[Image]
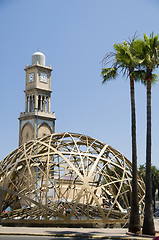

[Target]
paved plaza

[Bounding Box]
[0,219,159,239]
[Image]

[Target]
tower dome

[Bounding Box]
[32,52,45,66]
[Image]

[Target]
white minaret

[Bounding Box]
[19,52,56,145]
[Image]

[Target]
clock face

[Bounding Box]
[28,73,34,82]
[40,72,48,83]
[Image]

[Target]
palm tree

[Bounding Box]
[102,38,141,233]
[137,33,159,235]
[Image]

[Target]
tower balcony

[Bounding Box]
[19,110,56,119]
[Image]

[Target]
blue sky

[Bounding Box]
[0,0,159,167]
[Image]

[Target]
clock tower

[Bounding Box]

==

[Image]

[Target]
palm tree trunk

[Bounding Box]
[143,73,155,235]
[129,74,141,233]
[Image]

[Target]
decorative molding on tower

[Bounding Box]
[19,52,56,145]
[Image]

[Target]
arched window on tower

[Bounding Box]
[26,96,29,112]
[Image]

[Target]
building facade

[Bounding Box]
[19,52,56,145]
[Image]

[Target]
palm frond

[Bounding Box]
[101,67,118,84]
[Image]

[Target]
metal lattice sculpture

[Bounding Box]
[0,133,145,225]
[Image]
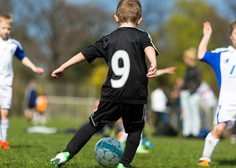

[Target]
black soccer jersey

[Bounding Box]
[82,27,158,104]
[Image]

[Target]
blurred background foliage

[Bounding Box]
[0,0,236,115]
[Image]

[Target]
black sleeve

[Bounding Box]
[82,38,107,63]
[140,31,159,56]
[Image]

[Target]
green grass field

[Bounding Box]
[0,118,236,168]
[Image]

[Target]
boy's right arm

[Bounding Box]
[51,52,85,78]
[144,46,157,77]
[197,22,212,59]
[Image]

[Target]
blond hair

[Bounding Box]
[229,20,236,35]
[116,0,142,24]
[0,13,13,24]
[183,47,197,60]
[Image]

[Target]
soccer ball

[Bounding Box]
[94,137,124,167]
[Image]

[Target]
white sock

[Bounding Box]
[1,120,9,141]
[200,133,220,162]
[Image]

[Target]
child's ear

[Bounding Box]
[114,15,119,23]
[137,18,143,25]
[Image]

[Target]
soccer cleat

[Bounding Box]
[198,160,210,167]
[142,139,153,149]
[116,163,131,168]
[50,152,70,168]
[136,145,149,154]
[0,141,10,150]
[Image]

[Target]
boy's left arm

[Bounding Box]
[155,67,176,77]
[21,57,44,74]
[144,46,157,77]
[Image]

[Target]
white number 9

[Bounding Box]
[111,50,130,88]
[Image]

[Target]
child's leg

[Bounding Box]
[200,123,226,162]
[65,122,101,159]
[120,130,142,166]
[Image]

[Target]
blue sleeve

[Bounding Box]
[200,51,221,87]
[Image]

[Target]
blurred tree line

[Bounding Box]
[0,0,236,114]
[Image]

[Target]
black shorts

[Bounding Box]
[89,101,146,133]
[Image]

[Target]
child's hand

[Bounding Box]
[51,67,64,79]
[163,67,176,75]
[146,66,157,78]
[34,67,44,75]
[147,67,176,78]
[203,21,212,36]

— TASK PROMPT —
State how many of the lines above contain the string "soccer", treating uppercase and lowercase as different. Reply with the number alone.

— ANSWER —
3